§ Passage for review:
■ ■ ■
Collectively, this system, designated as zABE7.10, provides a strategy to perform A•T to G•C base editing in zebrafish and enhances its capacity to model human diseases.


Clinical studies have shown that many genetic disorders are caused by genomic point mutations affecting single amino acids instead of whole gene disruption. Although it is possible to model these point mutations by gene editing through homology-directed recombination (HDR), the efficiency of establishing precise mutations in animals remains low [1]. In order to complement the HDR method, one approach called “base editing” was developed, which can irreversibly convert C to T at target loci without double-strand break (DSB) [2, 3]. Among these base editors, the third-generation base editor (BE3) has been applied in several species, including zebrafish [4,5,6]. To further improve these base editors, strategies have been developed to expand editing window [7], increase editing specificity and efficiency [8, 9], improve base excision repair inhibition [10], and change protospacer-adjacent motif (PAM) compatibilities [7]. However, these base editors only mediate the conversion of C to T, which reduces its application in gene editing.

Recently, using protein evolution, Gaudelli et al. successfully evolved an adenine deaminase and, based upon it, engineered several ABEs that can mediate the conversion of A to G in human cells. Among them, ABE7.10 can convert target A to G efficiently (~ 50% in human cells) with very high product purity (typically > 99.9%) and very low rates of indels (typically < 0.1%) [11]. More recently, this method has been applied successfully in plants, mouse, and human cells [12,13,14]. In this study, we further demonstrate that an optimized ABE system can efficiently generate A to G mutations in zebrafish.


Codon-optimized zABE7.10 could induce base editing in zebrafish

To explore whether the pCMV-ABE7.10-gRNA complex can mediate A to G conversion in zebrafish genome (Fig. 1a), we selected gRNAs for five target sites (twist2-g1, gdf6, ntl, urod, and ddx17-g1) that have been previously shown to be efficient in zebrafish using BE or Target-AID system (Fig. 1b) [5, 15]. After injecting pCMV-ABE7.10 mRNA and related gRNA into one-cell embryos of zebrafish, six embryos at 48 h post fertilization (hpf) were randomly selected for genomic DNA extraction. PCR amplification of the region covering the target site was performed, and the products were analyzed by sequencing. Sequencing analysis indicated that the pCMV-ABE7.10 system did not induce base conversion at any of the selected loci (Fig. 1c).
■ ■ ■
§ Material provided:

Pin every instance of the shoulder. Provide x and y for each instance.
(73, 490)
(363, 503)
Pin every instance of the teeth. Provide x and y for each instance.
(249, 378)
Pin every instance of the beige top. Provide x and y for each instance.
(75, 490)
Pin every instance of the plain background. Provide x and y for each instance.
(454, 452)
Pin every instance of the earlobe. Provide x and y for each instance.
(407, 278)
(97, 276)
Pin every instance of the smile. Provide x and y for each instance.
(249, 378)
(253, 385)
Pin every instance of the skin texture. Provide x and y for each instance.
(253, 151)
■ ■ ■
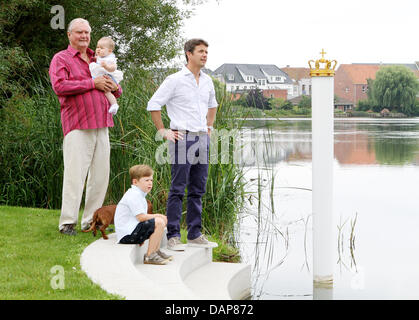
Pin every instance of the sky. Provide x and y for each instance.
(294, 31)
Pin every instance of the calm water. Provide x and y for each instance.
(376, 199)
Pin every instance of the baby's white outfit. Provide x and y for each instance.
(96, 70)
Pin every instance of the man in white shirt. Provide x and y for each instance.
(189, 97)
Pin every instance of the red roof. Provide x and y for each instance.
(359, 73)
■ ■ ■
§ Tasks to perform:
**A)** For the text on base editing in zebrafish, decide whether each statement agrees with it. Answer yes or no for each, and quote the deciding words of the text. (i) ABE7.10 typically produces indels at rates below 0.1%. (ii) BE3 has not yet been applied in zebrafish. (iii) Embryos for genomic DNA extraction were selected at 24 h post fertilization.
**B)** From the text on base editing in zebrafish, output the stretch from "Recently, using protein" through "mutations in zebrafish." word for word.

§ Responses for each task:
**A)**
(i) Yes: "very low rates of indels (typically < 0.1%)"
(ii) No: "the third-generation base editor (BE3) has been applied in several species, including zebrafish"
(iii) No: "six embryos at 48 h post fertilization (hpf) were randomly selected for genomic DNA extraction"

**B)**
Recently, using protein evolution, Gaudelli et al. successfully evolved an adenine deaminase and, based upon it, engineered several ABEs that can mediate the conversion of A to G in human cells. Among them, ABE7.10 can convert target A to G efficiently (~ 50% in human cells) with very high product purity (typically > 99.9%) and very low rates of indels (typically < 0.1%) [11]. More recently, this method has been applied successfully in plants, mouse, and human cells [12,13,14]. In this study, we further demonstrate that an optimized ABE system can efficiently generate A to G mutations in zebrafish.